Passage shown:

((

# Build up of my wife's 09 EOS



## soundsfast (Apr 17, 2008)

So my wife has wanted an EOS since we bought our first VW an 08 Jetta Wolsburg back in 08. It wasn't practical at the time as we had a baby. Well the lease was coming up on the Jetta and the dealer happened to have an 09 with LUX with the 2.0 motor with only 2800 miles on it. Because of my relationship with the dealer(I own a mobile electronics store and we do all their aftermarket work) we were able to buy the vehicle at below dealer wholesale. I thought I would share the build up we are going to do over the next three weeks to get it ready for our annual car show and fund raiser for a local charity. I will upload photos as we take them. Here is a photo of the car after lowering it with an H&R spring set and installing 19" VMR wheels with Continental tires. This week we will start the audio upgrades and by next weekend hopefully have the ABT body kit painted and installed. Then it will get an APR cold air, software upgrade and cat delete down pipe. http://www.flickr.com/photos/[email protected]/4916947558/#/photos/[email protected]/4916947558/lightbox/


----------



## FL_Eos (Aug 21, 2010)

I take it we need to sign up for that website to view the photos. When I click on the link, I'm sent to a sign in page.


----------



## RnB_BTS (Feb 4, 2004)

yea I have a flickr account, but it says the photo is private?


----------



## soundsfast (Apr 17, 2008)

I'll fix that. Do you guys know of any other way than flickr to be able to load photos on this site? I've never had this kind of problem with other forums. This forum makes you have the photo loaded somewhere so it can get a URL. Other forums I have been on we can just load them normally.

))

Goal:
Set down, word for word, the part of the EOS build thread from "## FL_Eos (Aug" up to and including "photo is private?".

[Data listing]

((

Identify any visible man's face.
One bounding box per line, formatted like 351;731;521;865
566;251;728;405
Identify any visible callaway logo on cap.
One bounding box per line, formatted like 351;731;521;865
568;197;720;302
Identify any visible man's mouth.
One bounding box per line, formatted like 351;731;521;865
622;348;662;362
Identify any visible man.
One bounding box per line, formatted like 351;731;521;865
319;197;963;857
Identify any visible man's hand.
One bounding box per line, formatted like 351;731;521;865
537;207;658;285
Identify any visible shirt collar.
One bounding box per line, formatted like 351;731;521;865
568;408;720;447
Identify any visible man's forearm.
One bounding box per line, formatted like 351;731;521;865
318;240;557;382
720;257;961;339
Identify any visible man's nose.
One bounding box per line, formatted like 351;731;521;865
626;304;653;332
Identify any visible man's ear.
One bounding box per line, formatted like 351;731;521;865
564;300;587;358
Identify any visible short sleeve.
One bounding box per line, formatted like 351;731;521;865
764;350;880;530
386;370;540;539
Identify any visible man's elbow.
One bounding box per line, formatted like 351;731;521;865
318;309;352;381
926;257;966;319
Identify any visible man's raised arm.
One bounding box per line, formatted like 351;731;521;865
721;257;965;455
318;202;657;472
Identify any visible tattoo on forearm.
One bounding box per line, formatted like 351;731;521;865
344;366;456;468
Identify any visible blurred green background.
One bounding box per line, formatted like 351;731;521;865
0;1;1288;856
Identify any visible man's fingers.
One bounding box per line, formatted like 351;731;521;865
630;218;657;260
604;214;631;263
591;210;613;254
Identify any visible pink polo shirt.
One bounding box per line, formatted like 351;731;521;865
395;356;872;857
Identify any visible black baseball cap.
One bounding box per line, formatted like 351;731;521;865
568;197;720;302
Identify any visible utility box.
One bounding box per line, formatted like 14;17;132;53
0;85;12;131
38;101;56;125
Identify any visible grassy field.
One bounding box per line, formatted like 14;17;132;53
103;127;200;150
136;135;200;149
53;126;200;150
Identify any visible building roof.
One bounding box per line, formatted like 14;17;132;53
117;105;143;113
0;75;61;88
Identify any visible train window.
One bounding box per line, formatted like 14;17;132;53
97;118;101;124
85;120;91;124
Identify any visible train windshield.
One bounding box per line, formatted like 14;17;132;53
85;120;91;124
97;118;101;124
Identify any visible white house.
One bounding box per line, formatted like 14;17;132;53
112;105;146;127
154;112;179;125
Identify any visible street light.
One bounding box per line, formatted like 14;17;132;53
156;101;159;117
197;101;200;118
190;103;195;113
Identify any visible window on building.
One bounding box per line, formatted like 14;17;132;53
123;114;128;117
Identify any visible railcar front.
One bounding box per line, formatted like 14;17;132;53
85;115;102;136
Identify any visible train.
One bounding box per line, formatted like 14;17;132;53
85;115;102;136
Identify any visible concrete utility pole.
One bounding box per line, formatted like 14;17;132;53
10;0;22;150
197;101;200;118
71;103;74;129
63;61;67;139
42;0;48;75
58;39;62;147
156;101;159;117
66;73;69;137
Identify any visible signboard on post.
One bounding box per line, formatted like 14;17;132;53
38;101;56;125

))

Written solution:
## FL_Eos (Aug 21, 2010)

I take it we need to sign up for that website to view the photos. When I click on the link, I'm sent to a sign in page.


----------



## RnB_BTS (Feb 4, 2004)

yea I have a flickr account, but it says the photo is private?